EXTRAIT DU TEXTE:
┌──

J'avais adoré Mustang: les actrices, la réalisation, la musique, le sujet bien sûr... Seulement, j'en suis sortie avec le sentiment d'avoir assisté, malgré tout, à un récit anecdotique. Je suis touchée par le destin de ces enfants, forcées au mariage, mais aussitôt que le mariage forcé sera banni de Turquie, le film deviendra caduc. Il ne tient qu'à des faits et ne transcende pas son sujet pour nous parler de quelque chose qui nous concerne tous, les humains.
Ca, je n'en ai eu entièrement conscience qu'aujourd'hui, après avoir vu La saison des femmes. J'adore ce genre de films, qui parviennent à vous illuminer de rires et de sourires authentiques, perçant comme des éclaircies au milieu d'un tableau tragique. Après avoir bien dévalé toute la gamme d'émotions que j'étais capable de ressentir, je suis sortie de la salle, la boule au ventre. Mon sentiment ne se limitait pas à une pitié condescendante pour ces pauvres Indiennes maltraitées par leurs machos de maris. Je me sentais concernée. C'est l'immense qualité de ce film! Il ne parle pas uniquement d'une société - même si les problématiques qu'il évoque sont exacerbées dans cette société - il parle d'une situation humaine: la femme opprimée par l'homme, et la femme comme voie de liberté pour la femme.
Qu'elles étaient touchantes, toutes ces scènes où les trois amies se retrouvaient, dans l'intimité d'une tente ou d'une cabane, pour se guérir de leurs plaies, physiques ou morales, par le rire et la tendresse. Même en tant que spectateur, on est soudain consolé d'avoir vécu les scènes de sombre oppression où les hommes sont rois. Je ne pouvais pas m'empêcher de remarquer combien, même en Europe, je trouve les femmes plus libres avec leurs amies qu'avec leurs hommes, même quand ceux-ci ne les frappent ou insultent pas. Chez nous, l'oppression est plus subtile et moins rudimentaire. Paradoxalement, elle vient peut-être même de la pression romantique. Mon homme doit voir en moi un certain nombre de qualités, il doit continuer de m'aimer, je dois être à sa hauteur, il ne doit pas me tromper... Tout un tas de pressions qui n'existent pas en amitié. Alors, pour mon homme, je deviens autre; je deviens sienne.
Et tout le film prend sens. Dans La saison des femmes, mesdames appartiennent aux gros machos parce qu'ils ont payé une sacrée dot pour elles. Elles ne travaillent pas et n'ont pas la moindre indépendance, économique ou sociale. Les hommes les possèdent, tout simplement. La problématique de possession économique de la femme par l'homme est loin d'être éliminée de nos sociétés, mais je veux parler de quelque chose qui va au-delà de ça. Je veux parler du diktat romantique par lequel la femme s'offre à la possession de l'homme. On me répondra que l'inverse est aussi vrai. Je répondrai que nos sociétés sont peut-être en train d'évoluer dans ce sens-là (et ce n'est pas ce qui peut nous arriver de mieux), mais on en est encore loin. Les hommes n'ont pas la même pression que les femmes sur leur physique, leur poids, leur désir de procréer...
Ce film est une claque, car il nous oblige à faire face à une réalité, dont on espère qu'elle soit sociale - donc en mouvance - mais qui pourrait aussi bien être biologique: la femme ne se libère qu'à travers la femme.

└──

DONNÉES FOURNIES:
┌──

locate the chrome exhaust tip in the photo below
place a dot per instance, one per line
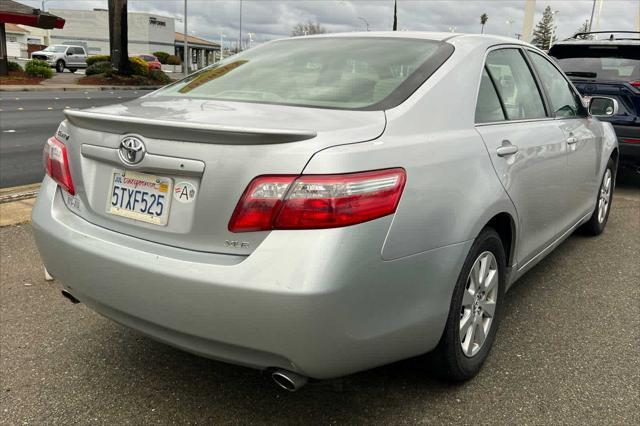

└──

QUESTIONS DE COMPRÉHENSION:
a. D'après l'extrait, pourquoi les femmes appartiennent-elles à leurs maris dans La saison des femmes ?
b. Recopiez tout le passage de l'extrait, depuis « Et tout le film » jusqu'à « désir de procréer... » inclus.

RÉPONSES ATTENDUES:
a. Parce que leurs maris ont payé une sacrée dot pour elles.

b.
Et tout le film prend sens. Dans La saison des femmes, mesdames appartiennent aux gros machos parce qu'ils ont payé une sacrée dot pour elles. Elles ne travaillent pas et n'ont pas la moindre indépendance, économique ou sociale. Les hommes les possèdent, tout simplement. La problématique de possession économique de la femme par l'homme est loin d'être éliminée de nos sociétés, mais je veux parler de quelque chose qui va au-delà de ça. Je veux parler du diktat romantique par lequel la femme s'offre à la possession de l'homme. On me répondra que l'inverse est aussi vrai. Je répondrai que nos sociétés sont peut-être en train d'évoluer dans ce sens-là (et ce n'est pas ce qui peut nous arriver de mieux), mais on en est encore loin. Les hommes n'ont pas la même pression que les femmes sur leur physique, leur poids, leur désir de procréer...